● **Information given**
-*-

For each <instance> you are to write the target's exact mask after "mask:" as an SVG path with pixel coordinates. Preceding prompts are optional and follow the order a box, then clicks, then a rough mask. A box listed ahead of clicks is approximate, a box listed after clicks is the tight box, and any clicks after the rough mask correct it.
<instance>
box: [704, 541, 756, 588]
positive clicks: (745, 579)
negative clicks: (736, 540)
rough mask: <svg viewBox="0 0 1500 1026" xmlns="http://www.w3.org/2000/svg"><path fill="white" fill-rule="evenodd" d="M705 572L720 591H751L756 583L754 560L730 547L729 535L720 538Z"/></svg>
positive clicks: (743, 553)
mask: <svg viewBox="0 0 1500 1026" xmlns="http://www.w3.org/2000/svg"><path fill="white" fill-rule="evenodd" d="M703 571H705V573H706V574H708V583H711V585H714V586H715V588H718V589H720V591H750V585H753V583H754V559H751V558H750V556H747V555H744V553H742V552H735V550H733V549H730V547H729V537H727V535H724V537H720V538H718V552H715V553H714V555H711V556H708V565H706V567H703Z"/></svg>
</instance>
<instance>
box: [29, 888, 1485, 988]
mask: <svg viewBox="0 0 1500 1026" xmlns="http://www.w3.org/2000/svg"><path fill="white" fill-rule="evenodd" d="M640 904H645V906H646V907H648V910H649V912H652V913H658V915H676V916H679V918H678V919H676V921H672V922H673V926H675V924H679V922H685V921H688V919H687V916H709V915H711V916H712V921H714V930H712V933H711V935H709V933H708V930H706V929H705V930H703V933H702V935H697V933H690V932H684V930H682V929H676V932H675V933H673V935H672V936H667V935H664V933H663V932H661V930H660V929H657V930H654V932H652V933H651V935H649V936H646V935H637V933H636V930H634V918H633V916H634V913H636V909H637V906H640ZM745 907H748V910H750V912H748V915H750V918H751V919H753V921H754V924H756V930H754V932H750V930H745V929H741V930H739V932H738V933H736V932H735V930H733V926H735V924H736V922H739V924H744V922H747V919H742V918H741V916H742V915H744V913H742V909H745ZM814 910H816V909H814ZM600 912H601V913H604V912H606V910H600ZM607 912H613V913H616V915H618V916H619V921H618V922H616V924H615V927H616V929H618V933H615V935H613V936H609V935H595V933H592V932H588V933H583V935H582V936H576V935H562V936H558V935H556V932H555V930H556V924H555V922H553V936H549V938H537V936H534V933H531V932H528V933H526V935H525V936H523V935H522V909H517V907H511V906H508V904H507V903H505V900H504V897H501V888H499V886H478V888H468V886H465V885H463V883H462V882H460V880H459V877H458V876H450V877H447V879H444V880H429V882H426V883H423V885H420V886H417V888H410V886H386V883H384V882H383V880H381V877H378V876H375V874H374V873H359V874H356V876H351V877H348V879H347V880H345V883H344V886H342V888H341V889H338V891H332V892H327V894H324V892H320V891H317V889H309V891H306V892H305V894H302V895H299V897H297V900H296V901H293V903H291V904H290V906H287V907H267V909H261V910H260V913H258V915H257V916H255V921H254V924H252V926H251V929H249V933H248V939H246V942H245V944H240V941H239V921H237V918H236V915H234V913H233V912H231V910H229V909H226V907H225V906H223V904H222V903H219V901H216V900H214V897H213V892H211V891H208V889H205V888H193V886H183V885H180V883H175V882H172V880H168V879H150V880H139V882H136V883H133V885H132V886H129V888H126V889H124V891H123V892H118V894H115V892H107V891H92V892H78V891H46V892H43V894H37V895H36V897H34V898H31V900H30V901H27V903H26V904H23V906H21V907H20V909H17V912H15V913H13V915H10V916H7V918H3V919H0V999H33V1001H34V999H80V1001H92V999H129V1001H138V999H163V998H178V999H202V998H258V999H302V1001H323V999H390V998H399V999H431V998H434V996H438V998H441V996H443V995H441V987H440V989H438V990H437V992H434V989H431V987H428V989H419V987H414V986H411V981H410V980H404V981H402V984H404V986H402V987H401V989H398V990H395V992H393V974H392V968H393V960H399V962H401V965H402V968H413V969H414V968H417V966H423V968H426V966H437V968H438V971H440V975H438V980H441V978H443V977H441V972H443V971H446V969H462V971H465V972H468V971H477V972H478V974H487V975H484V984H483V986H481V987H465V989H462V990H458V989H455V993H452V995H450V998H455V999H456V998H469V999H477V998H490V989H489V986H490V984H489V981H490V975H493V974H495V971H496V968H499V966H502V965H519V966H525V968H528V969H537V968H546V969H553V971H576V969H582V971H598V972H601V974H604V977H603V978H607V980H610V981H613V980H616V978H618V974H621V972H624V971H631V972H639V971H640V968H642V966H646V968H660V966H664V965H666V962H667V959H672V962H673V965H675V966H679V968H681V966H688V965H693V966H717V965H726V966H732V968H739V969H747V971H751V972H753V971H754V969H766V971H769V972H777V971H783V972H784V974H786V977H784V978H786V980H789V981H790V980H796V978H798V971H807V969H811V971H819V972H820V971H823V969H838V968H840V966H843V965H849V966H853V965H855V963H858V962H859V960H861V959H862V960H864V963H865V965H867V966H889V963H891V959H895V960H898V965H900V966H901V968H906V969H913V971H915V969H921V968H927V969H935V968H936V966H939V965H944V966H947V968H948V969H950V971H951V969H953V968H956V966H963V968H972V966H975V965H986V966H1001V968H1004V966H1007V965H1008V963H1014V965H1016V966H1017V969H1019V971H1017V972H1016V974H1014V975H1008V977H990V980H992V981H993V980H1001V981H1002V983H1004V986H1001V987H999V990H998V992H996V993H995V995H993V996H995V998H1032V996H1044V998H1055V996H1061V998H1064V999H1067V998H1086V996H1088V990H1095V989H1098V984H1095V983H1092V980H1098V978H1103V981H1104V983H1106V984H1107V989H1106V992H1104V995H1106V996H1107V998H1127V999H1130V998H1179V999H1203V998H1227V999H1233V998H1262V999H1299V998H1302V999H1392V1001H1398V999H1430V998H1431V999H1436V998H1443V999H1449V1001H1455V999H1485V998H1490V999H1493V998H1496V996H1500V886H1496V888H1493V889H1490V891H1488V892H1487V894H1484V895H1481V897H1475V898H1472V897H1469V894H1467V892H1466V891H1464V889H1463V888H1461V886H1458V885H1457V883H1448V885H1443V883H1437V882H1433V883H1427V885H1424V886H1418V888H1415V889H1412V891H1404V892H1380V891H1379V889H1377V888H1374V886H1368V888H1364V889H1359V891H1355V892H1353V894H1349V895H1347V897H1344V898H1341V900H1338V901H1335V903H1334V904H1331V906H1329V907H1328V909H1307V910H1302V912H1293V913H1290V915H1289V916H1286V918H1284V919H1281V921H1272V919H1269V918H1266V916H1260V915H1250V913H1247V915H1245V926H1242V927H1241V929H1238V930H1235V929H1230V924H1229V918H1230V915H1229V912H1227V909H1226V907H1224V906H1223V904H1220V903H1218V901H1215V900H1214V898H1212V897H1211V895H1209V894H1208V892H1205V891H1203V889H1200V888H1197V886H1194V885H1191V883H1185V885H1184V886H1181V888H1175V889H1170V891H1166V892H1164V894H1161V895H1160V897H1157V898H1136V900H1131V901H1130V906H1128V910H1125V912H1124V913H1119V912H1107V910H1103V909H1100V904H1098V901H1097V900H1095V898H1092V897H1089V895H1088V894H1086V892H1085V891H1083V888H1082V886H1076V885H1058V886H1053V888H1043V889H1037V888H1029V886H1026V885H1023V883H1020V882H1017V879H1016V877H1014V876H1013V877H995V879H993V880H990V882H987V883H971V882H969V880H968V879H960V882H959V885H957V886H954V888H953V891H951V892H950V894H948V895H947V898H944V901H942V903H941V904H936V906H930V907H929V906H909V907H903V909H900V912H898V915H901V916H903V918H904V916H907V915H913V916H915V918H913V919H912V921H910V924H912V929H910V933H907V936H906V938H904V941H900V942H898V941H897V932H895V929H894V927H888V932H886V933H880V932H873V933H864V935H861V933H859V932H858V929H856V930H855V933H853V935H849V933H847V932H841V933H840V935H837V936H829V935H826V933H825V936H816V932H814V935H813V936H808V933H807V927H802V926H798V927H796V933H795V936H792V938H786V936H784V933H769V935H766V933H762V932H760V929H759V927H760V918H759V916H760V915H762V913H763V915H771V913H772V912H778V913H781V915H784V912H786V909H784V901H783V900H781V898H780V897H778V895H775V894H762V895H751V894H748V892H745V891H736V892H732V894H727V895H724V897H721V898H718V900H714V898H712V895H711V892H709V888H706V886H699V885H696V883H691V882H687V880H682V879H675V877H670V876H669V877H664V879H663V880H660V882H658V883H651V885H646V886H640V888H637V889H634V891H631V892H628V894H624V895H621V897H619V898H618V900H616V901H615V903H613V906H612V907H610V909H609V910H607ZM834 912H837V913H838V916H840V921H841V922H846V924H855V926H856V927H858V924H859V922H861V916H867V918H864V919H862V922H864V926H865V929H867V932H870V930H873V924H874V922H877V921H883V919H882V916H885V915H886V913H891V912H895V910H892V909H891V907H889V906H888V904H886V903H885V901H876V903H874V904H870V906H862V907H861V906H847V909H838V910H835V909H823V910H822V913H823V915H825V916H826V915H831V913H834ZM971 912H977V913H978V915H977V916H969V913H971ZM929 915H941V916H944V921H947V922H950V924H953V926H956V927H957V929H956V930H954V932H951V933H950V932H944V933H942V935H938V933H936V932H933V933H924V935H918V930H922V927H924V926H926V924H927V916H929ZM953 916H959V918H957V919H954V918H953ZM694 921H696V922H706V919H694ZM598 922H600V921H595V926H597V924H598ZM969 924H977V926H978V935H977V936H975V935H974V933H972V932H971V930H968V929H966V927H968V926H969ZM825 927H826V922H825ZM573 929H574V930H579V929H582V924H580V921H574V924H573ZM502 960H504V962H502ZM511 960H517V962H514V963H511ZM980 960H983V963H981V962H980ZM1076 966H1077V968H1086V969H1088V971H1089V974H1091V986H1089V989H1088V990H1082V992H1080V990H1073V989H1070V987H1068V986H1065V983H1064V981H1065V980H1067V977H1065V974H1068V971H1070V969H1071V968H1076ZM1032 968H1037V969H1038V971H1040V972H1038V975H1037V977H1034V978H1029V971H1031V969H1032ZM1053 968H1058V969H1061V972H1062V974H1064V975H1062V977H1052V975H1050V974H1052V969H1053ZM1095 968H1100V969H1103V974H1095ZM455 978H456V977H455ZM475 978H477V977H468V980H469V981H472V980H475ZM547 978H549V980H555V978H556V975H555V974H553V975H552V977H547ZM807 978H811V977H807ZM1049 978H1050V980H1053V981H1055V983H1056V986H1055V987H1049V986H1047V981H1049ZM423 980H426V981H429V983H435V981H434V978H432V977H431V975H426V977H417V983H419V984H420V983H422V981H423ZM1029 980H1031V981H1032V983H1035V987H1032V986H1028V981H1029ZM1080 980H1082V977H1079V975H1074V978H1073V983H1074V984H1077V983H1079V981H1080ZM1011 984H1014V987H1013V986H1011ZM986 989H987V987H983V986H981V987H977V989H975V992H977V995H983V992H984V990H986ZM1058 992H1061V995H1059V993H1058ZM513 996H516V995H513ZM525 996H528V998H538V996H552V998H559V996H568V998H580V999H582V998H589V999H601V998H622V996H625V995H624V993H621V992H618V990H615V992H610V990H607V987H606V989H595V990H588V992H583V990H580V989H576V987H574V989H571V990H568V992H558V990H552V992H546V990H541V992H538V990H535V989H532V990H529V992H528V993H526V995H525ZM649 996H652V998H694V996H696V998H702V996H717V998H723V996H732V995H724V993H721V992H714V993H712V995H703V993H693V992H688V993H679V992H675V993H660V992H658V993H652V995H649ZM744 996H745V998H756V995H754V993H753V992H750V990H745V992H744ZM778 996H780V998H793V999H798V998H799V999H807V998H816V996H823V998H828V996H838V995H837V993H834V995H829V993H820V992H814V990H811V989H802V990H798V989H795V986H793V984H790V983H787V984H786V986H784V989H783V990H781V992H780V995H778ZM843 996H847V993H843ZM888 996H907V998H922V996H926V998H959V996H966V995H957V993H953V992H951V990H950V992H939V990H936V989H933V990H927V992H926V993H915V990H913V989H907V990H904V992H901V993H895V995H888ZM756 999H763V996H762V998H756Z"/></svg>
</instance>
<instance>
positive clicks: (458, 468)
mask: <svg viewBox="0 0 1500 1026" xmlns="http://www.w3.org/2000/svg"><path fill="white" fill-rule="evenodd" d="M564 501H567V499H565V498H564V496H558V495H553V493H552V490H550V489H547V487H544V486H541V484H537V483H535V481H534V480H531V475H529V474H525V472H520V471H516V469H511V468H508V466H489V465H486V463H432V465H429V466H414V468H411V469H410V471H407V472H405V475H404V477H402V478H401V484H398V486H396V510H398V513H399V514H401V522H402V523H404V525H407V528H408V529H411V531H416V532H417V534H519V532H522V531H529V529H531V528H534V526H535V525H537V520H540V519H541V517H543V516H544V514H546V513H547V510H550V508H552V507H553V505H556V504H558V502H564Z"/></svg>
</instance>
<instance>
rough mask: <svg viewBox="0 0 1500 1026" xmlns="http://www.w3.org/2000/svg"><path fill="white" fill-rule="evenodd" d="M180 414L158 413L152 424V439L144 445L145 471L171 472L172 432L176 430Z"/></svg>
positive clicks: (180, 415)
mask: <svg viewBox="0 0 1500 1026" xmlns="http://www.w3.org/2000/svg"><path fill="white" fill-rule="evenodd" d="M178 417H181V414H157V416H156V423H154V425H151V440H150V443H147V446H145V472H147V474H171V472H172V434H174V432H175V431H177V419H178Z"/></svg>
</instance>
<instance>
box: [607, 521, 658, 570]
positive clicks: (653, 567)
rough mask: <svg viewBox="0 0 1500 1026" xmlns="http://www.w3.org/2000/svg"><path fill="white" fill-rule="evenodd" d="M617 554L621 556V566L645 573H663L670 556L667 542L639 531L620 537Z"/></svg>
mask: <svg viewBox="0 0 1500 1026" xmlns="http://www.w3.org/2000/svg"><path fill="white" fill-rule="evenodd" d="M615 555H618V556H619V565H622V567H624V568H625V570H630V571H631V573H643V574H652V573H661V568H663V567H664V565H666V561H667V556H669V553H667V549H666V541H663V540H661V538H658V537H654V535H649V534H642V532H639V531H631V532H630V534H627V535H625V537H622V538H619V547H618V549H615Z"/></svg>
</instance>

-*-

● **Exercise goal**
Rewrite the lines above as a numbered list, starting with the very first line and going down to and including the line that contains "box: [29, 888, 1485, 988]". Leave out any blank lines.

● **Result**
1. For each <instance> you are to write the target's exact mask after "mask:" as an SVG path with pixel coordinates. Preceding prompts are optional and follow the order a box, then clicks, then a rough mask. A box listed ahead of clicks is approximate, a box listed after clicks is the tight box, and any clicks after the rough mask correct it.
2. <instance>
3. box: [704, 541, 756, 588]
4. positive clicks: (745, 579)
5. negative clicks: (736, 540)
6. rough mask: <svg viewBox="0 0 1500 1026" xmlns="http://www.w3.org/2000/svg"><path fill="white" fill-rule="evenodd" d="M705 572L720 591H751L756 583L754 560L730 547L729 535L720 538Z"/></svg>
7. positive clicks: (743, 553)
8. mask: <svg viewBox="0 0 1500 1026" xmlns="http://www.w3.org/2000/svg"><path fill="white" fill-rule="evenodd" d="M703 571H705V573H706V574H708V583H711V585H714V586H715V588H718V589H720V591H750V585H753V583H754V559H751V558H750V556H747V555H744V553H742V552H735V550H733V549H730V547H729V537H727V535H724V537H720V538H718V552H715V553H714V555H711V556H708V565H706V567H703Z"/></svg>
9. </instance>
10. <instance>
11. box: [29, 888, 1485, 988]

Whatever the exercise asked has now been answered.